■ Work request:
Please report every line in the entries that contains the string "below".

[Stored dataset items]
=-=-=
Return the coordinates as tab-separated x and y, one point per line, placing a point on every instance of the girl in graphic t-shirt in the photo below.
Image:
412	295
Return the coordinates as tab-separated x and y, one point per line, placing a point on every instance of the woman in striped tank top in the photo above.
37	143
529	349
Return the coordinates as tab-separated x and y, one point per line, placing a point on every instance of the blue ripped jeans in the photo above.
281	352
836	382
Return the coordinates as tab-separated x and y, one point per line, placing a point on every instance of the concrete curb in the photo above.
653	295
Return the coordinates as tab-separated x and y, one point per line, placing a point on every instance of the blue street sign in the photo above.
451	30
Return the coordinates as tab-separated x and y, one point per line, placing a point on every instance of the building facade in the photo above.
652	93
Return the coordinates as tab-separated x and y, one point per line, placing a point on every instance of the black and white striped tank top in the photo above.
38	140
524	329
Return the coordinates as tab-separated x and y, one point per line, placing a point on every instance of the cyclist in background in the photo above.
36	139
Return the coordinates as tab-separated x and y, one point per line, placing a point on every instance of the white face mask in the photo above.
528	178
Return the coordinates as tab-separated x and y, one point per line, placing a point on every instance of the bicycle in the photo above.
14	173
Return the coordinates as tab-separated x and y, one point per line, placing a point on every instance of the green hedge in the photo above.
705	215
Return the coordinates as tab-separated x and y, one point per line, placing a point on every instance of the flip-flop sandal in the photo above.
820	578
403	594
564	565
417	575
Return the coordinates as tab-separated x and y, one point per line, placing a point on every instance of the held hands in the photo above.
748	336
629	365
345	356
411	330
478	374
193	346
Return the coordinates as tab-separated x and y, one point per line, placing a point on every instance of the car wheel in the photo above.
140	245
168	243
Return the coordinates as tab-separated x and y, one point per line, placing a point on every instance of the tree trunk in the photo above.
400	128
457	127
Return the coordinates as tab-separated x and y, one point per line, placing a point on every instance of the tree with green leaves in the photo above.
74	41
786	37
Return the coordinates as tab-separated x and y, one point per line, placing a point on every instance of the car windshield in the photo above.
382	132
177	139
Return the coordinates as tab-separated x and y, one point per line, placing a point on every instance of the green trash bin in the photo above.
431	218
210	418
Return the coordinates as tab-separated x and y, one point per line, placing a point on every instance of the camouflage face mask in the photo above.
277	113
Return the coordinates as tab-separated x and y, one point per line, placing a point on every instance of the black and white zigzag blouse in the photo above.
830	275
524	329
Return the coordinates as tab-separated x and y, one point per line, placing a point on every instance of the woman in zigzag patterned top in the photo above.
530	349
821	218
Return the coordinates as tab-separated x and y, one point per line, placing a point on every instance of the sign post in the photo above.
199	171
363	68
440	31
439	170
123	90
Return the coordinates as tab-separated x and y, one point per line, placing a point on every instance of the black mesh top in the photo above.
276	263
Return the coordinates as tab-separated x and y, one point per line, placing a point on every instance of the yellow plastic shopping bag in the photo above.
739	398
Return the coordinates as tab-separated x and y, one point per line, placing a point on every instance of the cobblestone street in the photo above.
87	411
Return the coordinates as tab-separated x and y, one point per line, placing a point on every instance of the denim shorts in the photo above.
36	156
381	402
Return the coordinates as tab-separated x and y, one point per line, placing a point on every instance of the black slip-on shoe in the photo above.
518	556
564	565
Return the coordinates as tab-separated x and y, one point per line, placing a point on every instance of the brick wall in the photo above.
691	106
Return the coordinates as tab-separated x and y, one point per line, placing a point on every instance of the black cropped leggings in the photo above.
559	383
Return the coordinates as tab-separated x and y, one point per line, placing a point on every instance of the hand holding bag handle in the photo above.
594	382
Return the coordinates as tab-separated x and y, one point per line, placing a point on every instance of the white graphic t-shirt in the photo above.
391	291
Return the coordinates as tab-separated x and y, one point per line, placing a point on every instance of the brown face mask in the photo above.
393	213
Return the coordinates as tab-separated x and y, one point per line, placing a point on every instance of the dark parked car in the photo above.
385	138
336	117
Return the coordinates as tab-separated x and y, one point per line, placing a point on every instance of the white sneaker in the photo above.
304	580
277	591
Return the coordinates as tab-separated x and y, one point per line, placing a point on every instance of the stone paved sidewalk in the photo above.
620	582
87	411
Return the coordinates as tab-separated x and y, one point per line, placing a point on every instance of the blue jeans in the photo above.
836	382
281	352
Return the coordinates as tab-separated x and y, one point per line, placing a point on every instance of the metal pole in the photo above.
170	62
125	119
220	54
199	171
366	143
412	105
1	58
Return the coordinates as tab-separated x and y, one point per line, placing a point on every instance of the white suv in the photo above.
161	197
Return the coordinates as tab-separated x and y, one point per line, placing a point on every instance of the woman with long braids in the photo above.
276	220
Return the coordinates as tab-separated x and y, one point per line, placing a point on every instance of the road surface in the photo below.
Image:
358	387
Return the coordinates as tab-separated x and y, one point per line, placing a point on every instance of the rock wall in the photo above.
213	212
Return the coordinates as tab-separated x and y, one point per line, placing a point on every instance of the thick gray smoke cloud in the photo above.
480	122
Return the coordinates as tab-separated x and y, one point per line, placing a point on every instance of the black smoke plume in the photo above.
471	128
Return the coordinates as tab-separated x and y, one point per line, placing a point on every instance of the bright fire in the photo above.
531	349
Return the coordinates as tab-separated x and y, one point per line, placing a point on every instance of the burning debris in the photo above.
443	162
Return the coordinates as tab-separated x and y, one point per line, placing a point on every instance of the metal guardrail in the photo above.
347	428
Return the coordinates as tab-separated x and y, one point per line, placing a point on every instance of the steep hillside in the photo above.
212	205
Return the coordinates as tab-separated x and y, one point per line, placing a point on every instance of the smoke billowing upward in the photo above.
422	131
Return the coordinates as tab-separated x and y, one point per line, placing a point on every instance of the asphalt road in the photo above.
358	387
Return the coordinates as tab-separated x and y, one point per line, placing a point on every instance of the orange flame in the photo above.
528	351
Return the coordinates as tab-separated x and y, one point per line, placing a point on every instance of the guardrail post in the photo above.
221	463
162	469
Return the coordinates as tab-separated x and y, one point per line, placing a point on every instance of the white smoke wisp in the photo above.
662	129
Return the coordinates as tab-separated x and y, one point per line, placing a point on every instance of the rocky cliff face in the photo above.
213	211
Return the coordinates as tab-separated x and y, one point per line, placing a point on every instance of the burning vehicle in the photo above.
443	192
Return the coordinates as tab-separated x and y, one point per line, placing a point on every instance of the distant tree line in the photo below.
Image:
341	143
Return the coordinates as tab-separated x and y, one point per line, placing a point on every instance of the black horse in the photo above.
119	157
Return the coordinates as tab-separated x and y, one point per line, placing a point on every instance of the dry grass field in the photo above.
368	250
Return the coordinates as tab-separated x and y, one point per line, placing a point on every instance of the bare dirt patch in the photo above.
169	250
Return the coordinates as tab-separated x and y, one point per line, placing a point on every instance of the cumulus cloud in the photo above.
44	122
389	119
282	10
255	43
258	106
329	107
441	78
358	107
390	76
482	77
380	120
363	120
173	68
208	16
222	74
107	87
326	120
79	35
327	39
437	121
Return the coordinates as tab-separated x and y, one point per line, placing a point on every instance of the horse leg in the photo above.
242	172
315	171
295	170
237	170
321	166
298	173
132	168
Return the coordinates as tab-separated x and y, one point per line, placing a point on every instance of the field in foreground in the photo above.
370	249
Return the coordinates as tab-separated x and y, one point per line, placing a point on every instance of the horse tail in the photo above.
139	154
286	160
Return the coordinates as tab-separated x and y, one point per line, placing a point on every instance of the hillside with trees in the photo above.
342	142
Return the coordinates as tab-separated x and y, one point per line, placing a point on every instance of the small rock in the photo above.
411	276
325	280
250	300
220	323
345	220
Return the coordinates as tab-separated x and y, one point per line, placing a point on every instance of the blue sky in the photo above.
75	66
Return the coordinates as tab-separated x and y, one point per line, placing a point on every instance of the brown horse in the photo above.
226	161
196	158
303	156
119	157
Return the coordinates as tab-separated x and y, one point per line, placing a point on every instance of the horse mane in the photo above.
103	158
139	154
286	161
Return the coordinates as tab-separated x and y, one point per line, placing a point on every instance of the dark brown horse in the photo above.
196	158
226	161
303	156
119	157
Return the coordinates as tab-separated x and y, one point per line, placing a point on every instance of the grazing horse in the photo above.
=-=-=
■ Task answer:
Return the coordinates as tab-separated x and y, one point per line, placing a point on every instance of the girl in graphic t-shirt in the photo below.
Return the coordinates as tab-separated x and y, one point per line, placing a point on every instance of the road surface in the photo below.
Return the coordinates as tab-separated x and y, one point per line, placing a point on every instance of the distant tree line in the photo below.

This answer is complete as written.